Records for labeling object positions:
------------------------------------------------

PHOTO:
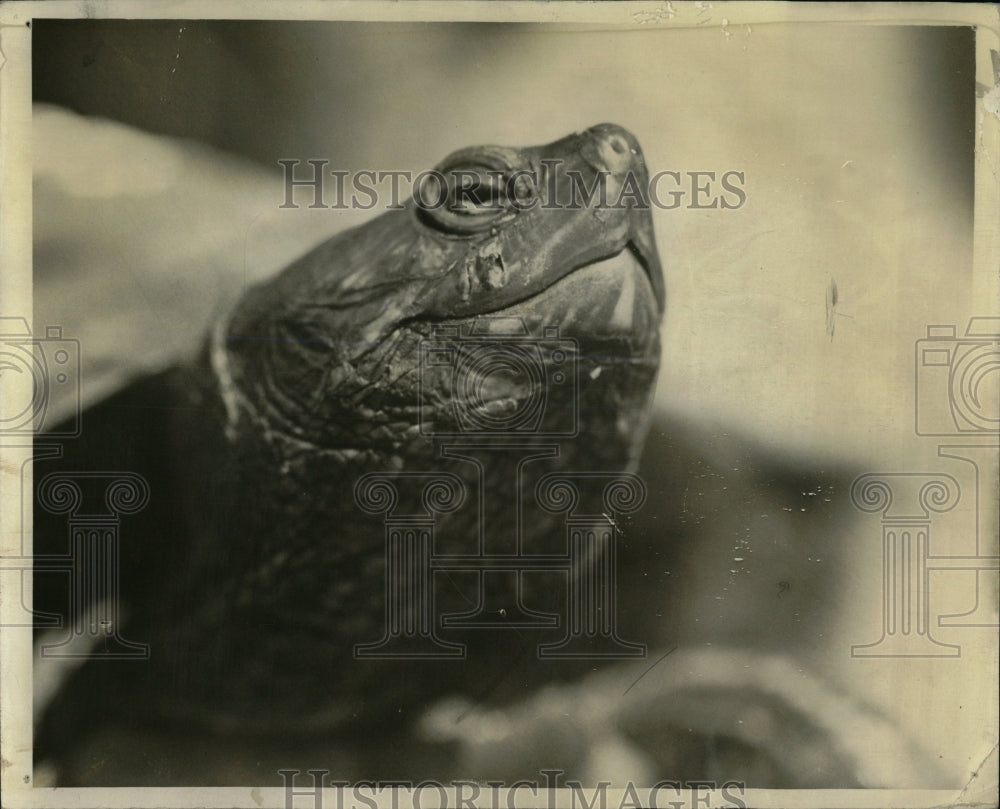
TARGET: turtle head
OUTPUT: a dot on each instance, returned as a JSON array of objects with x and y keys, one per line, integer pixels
[{"x": 457, "y": 308}]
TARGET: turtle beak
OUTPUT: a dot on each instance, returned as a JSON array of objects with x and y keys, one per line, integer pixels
[
  {"x": 609, "y": 147},
  {"x": 642, "y": 242}
]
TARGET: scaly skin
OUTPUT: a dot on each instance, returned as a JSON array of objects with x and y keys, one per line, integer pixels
[{"x": 258, "y": 573}]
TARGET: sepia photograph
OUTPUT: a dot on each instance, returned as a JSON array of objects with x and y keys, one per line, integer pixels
[{"x": 499, "y": 404}]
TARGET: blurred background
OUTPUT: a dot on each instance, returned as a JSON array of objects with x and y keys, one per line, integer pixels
[{"x": 157, "y": 199}]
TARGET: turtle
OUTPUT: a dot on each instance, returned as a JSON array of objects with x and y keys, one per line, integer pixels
[{"x": 498, "y": 333}]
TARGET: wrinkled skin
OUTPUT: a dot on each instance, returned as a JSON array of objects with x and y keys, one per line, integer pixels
[{"x": 314, "y": 380}]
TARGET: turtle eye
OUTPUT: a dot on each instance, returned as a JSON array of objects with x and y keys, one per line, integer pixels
[{"x": 470, "y": 197}]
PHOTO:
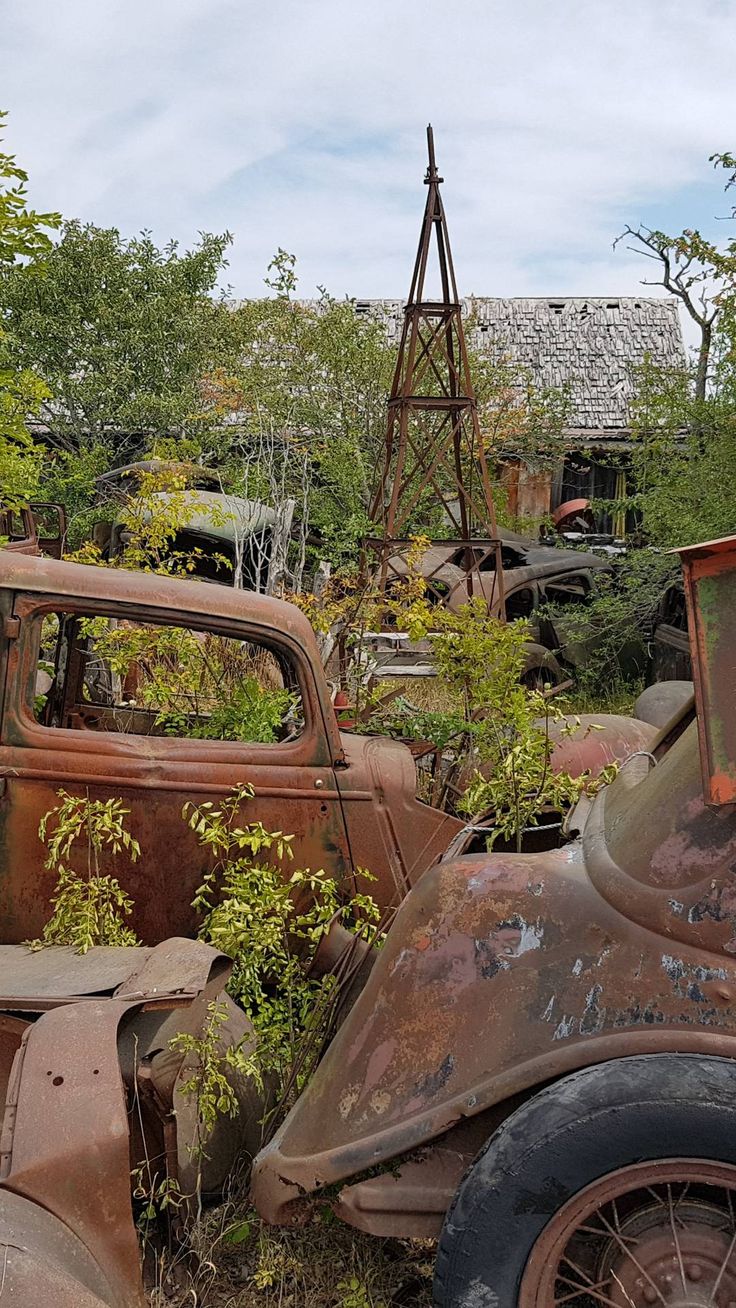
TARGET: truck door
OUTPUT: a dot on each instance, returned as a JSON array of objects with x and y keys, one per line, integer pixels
[{"x": 156, "y": 708}]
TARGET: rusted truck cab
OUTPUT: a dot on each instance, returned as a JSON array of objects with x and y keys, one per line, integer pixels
[
  {"x": 539, "y": 1067},
  {"x": 67, "y": 722}
]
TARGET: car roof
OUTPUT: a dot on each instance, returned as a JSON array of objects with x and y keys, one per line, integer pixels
[{"x": 186, "y": 597}]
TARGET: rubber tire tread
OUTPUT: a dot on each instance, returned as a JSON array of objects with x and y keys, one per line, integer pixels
[{"x": 568, "y": 1135}]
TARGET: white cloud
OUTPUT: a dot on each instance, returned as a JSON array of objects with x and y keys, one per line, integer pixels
[{"x": 301, "y": 123}]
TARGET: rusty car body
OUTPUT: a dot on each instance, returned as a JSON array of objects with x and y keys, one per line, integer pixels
[
  {"x": 93, "y": 1092},
  {"x": 502, "y": 979},
  {"x": 539, "y": 581},
  {"x": 349, "y": 801},
  {"x": 228, "y": 539},
  {"x": 93, "y": 1087}
]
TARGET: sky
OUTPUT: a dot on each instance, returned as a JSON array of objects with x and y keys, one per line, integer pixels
[{"x": 301, "y": 123}]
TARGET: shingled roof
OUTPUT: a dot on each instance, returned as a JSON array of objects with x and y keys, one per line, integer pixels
[{"x": 592, "y": 347}]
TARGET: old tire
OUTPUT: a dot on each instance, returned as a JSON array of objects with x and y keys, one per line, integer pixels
[{"x": 588, "y": 1171}]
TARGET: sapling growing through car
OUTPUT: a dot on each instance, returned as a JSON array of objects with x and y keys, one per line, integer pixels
[{"x": 89, "y": 905}]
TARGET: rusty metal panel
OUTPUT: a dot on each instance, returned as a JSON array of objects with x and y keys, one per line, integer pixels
[
  {"x": 43, "y": 1264},
  {"x": 709, "y": 572},
  {"x": 56, "y": 975},
  {"x": 503, "y": 972},
  {"x": 66, "y": 1137}
]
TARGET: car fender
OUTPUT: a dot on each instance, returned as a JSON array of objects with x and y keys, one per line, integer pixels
[{"x": 500, "y": 973}]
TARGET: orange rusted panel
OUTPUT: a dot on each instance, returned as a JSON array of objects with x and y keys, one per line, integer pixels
[{"x": 709, "y": 573}]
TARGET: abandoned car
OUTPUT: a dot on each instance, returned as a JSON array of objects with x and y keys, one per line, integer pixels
[{"x": 540, "y": 1066}]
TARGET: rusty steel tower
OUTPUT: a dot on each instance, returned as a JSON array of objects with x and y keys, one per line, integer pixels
[{"x": 434, "y": 450}]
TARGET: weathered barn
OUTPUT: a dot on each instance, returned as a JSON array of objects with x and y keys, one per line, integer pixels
[{"x": 592, "y": 348}]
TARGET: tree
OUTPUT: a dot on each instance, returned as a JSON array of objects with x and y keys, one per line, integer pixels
[
  {"x": 318, "y": 376},
  {"x": 697, "y": 271},
  {"x": 24, "y": 242},
  {"x": 123, "y": 335}
]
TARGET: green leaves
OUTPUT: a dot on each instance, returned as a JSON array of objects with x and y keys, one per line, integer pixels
[
  {"x": 89, "y": 908},
  {"x": 122, "y": 334},
  {"x": 271, "y": 922}
]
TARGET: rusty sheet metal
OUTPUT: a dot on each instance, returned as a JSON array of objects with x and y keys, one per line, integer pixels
[
  {"x": 421, "y": 1190},
  {"x": 66, "y": 1138},
  {"x": 45, "y": 979},
  {"x": 347, "y": 803},
  {"x": 503, "y": 972},
  {"x": 42, "y": 979},
  {"x": 120, "y": 587},
  {"x": 709, "y": 572},
  {"x": 391, "y": 832},
  {"x": 43, "y": 1264},
  {"x": 175, "y": 967},
  {"x": 71, "y": 1134},
  {"x": 599, "y": 739}
]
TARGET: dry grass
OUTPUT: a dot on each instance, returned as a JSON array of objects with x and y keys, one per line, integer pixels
[
  {"x": 429, "y": 693},
  {"x": 319, "y": 1265}
]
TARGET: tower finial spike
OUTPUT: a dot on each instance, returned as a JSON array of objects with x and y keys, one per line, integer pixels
[{"x": 432, "y": 166}]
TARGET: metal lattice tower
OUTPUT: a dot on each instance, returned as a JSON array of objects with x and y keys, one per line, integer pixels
[{"x": 433, "y": 442}]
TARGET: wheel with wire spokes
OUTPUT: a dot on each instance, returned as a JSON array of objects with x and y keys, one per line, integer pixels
[
  {"x": 613, "y": 1187},
  {"x": 650, "y": 1234}
]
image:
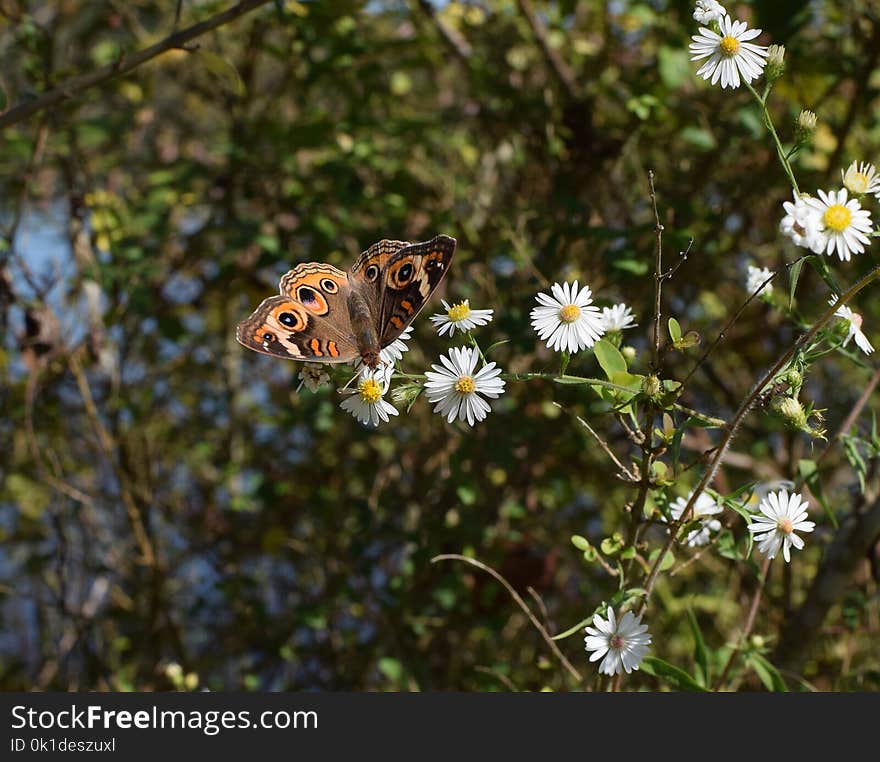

------------------------------------------------

• Task prompt: Reproduce the records above line for line, leaving out the pictures.

• Right answer:
PHOTO:
TARGET: turtle head
OUTPUT: a dot on each instance, returned as a JSON array of objects with x and y keys, one per line, integer pixels
[{"x": 457, "y": 308}]
TARGET: turtle beak
OUTPUT: a dot on each instance, returned as a JSON array of objects with x and y keys, one per line, integer pixels
[
  {"x": 609, "y": 147},
  {"x": 642, "y": 242}
]
TARGET: scaly skin
OUTPUT: a dot on each instance, returned as a JSON array of objects with x and y keys, one per line, integer pixels
[{"x": 258, "y": 573}]
TARGET: sepia photograph
OUTPUT: a dot on each instance, returned as a JSON array of objects with x and y keys, one per line, integer pixels
[{"x": 499, "y": 404}]
TARGET: blurred background
OUTPUT: a dot on each instance, returned as a JSON array of objects with x and y keys, one per line, integer pixels
[{"x": 157, "y": 199}]
TARGET: turtle
OUTPUT: a dot on each instance, returned as a JSON array of objects with x and y keys, one per line, integer pixels
[{"x": 498, "y": 333}]
TARGET: wrinkled skin
OUTPUT: a dot on each instance, returned as a JSON array of objects with x and y keys, one per line, integer pixels
[{"x": 314, "y": 380}]
TARGET: turtle eye
OUTPUT: a dot on each instance, returned as a JSON array of objects with x and y keys, one per line, integer pixels
[{"x": 470, "y": 197}]
PHOTO:
TARGET: truck door
OUTPUT: a dot on each instance, returned as a JSON array of objects with x and y keys, one per line, integer pixels
[{"x": 156, "y": 708}]
TARGET: rusted truck cab
OUTPUT: a dot on each instance, returned as a JSON array of objects with x and y keys, one per line, integer pixels
[
  {"x": 539, "y": 1067},
  {"x": 67, "y": 722}
]
TARGET: car roof
OUTPUT: a dot on each instance, returned as a JSON array of objects with x and y keys, one per line, integer pixels
[{"x": 186, "y": 597}]
TARGET: rubber tire tread
OUTPUT: a dot on each instance, returned as a JSON array of objects with x and y keys, one per line, integer pixels
[{"x": 568, "y": 1135}]
TARGET: white cloud
OUTPUT: a dot on each instance, returned as a JSON array of objects with x and y keys, one per line, integer pixels
[{"x": 301, "y": 123}]
TARGET: rusty car body
OUTPUT: a dot on each instance, returned as a JSON array of objects with x and y keys, one per line, integer pixels
[
  {"x": 93, "y": 1092},
  {"x": 502, "y": 979},
  {"x": 539, "y": 581},
  {"x": 349, "y": 801},
  {"x": 228, "y": 539},
  {"x": 93, "y": 1087}
]
TARGET: sky
OUTPUT: a dot on each instance, returned as a JSON array of objects with x and y keys, one per line, integer pixels
[{"x": 301, "y": 123}]
TARGET: shingled roof
OUTPUT: a dot on each instance, returned as a JSON array of objects with x and y keys, one per line, integer pixels
[{"x": 592, "y": 347}]
TARGET: old tire
OUTPUT: a dot on each instance, returned as a JSON array of objects with x and y keys, one per line, integer pixels
[{"x": 588, "y": 1171}]
TARGET: sapling growing through car
OUTPUT: a dot on each instance, returned as a JSON array of objects with x and y keys, one per line, integer pixels
[{"x": 89, "y": 905}]
TARGET: rusty metal panel
OUTPUT: a dot on each instance, returned as a JSON array of objects with x and y keys, one per line, integer pixels
[
  {"x": 43, "y": 1264},
  {"x": 709, "y": 572},
  {"x": 56, "y": 975},
  {"x": 503, "y": 972},
  {"x": 66, "y": 1137}
]
TARGET: car fender
OUTPUT: a dot on each instance, returned as a JSON array of objects with x and y keys, one per line, integer pixels
[{"x": 500, "y": 973}]
TARGET: orange rusted panel
OUTPUT: a dot on each instance, returned as a JSON array of objects with x and y keys, one per line, integer pixels
[{"x": 709, "y": 573}]
TARGET: abandoned car
OUTPUT: a dot on each instance, returned as a JSON array of objects with x and y keys, one per line, integer pixels
[{"x": 540, "y": 1066}]
TARGET: rusty steel tower
OUTPUT: a dot on each instance, returned as a JSON array of objects with x and y keys, one per line, integer pixels
[{"x": 434, "y": 450}]
TARGET: weathered barn
OUTPUT: a dot on each instance, returned as a JSON array of objects with x and y keys, one per line, integer pixels
[{"x": 592, "y": 348}]
TARGET: tree
OUTPUT: a dot on each instance, returned as a JSON array of objects with x and y keys, one per line, integer pixels
[
  {"x": 318, "y": 376},
  {"x": 697, "y": 271},
  {"x": 24, "y": 242},
  {"x": 123, "y": 335}
]
TARGET: green leaves
OUTPUT: a dot on each instance, returned as a JSON array of objects with x and y keys, one per line, integer pixels
[
  {"x": 89, "y": 908},
  {"x": 122, "y": 334},
  {"x": 271, "y": 922}
]
TARGET: rusty sheet metal
OUTPUT: a dot on each instance, returned as a JSON array of objects with x and y keys, one per line, integer pixels
[
  {"x": 421, "y": 1190},
  {"x": 66, "y": 1138},
  {"x": 45, "y": 979},
  {"x": 347, "y": 803},
  {"x": 503, "y": 972},
  {"x": 42, "y": 979},
  {"x": 120, "y": 587},
  {"x": 709, "y": 572},
  {"x": 391, "y": 832},
  {"x": 43, "y": 1264},
  {"x": 175, "y": 967},
  {"x": 71, "y": 1134},
  {"x": 599, "y": 739}
]
TARGET: dry grass
OUTPUT: a dot on each instance, returned as a JSON array of objects with x and y keys, one per line, integer pixels
[
  {"x": 429, "y": 693},
  {"x": 319, "y": 1265}
]
TARGET: tower finial spike
OUTPUT: a dot on each instance, returned as a JSON array of objects with x and y keys, one per line, integer pixels
[{"x": 432, "y": 166}]
TARGET: metal lattice tower
OUTPUT: a dot on each instance, returned as a JSON array of objects with x and y keys, one per line, integer pixels
[{"x": 433, "y": 442}]
TARGET: wheel with wire spokes
OUTPUT: a dot on each instance, returned as a JSON array of objects with x and y keys, one per line, integer pixels
[
  {"x": 613, "y": 1187},
  {"x": 650, "y": 1234}
]
image:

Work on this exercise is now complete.